## Document excerpt
--*--

The Kamoa-Kakula Integrated Development Plan 2020 comprises three development scenarios: the Kakula definitive feasibility study (DFS), the Kakula-Kansoko prefeasibility study (PFS) and the Kamoa-Kakula preliminary economic assessment (PEA).

Kakula
The Kakula DFS proposes the development of a Stage 1, six-million-tonne-a-year underground mine and surface processing complex at the Kakula deposit, with a capacity of 7.6-million tonnes a year built in two modules of 3.8-million tonnes a year. For this option, 110-million tonnes will be mined at an average grade of 5.22% copper producing 8.5-million tonnes of high-grade copper concentrate and containing about 10.8-billion pounds of copper.

Kakula-Kansoko
The Kakula-Kansoko 2020 PFS evaluates the development of mining activities at the Kansoko deposit in addition to the Kakula mine, initially at a rate of 1.6-million tonnes a year, to supply the concentrator at Kakula, eventually ramping up to six-million tonnes a year as the reserves at Kakula are depleted.

Kamoa-Kakula
The Kamoa-Kakula 2020 PEA assesses an additional development option of mining several deposits on the Kamoa-Kakula project as an integrated, 19-million-tonne-a-year mining, processing and smelting complex, built in multiple stages.

--*--

## Collected material
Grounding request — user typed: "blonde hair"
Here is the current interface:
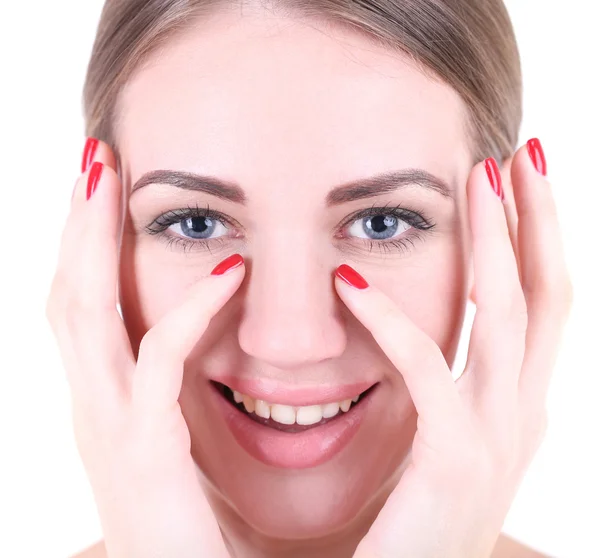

--*--

Please continue the Kamoa-Kakula development plan overview from its last sentence.

## Answer to this task
An initial six-million-tonne-a-year mining operation will be established at the Kakula mine on the Kakula deposit, which will be followed by a separate six-million-tonne-a-year mining operation at the Kansoko mine. A third six-million-tonne-a-year mine will then be established at the Kakula West mine, in addition to a fourth initial mine in the Kamoa North area operating at one-million tonnes a year. The processing plant will be built in five modules of 3.8-million tonnes a year, with an ultimate capacity of one-million tonnes a year.

As the resources at the Kakula, Kansoko and Kakula West mines are mined out, production will begin sequentially at five other mines in the Kamoa North area to maintain throughput of 19-million tonnes a year to the existing concentrator and smelter complex.

Each mining operation is expected to be a separate underground mine, with a shared processing facility and surface infrastructure located at Kakula. Material will be transported to the Kakula processing complex using a system of overland conveyors. Included in this scenario is the construction of a direct-to-blister copper smelter with a capacity of one-million tonnes of copper concentrate a year.

Potential Job Creation
Once the two processing plants at Kakula are operating, Ivanhoe expects to employ almost 2 000 permanent Kamoa employees.

Net Present Value/Internal Rate of Return
The Kakula DFS yields an after-tax net present value (NPV), at an 8% discount rate, of $5.5-billion and an internal rate of return (IRR) of 77% over a 21-year mine life, with a payback of 2.3 years.

The Kakula-Kansoko PFS yields an after-tax NPV, at an 8% discount rate, of $6.6-billion and an IRR of 69% over a 37-year mine life, with a payback of 2.5 years.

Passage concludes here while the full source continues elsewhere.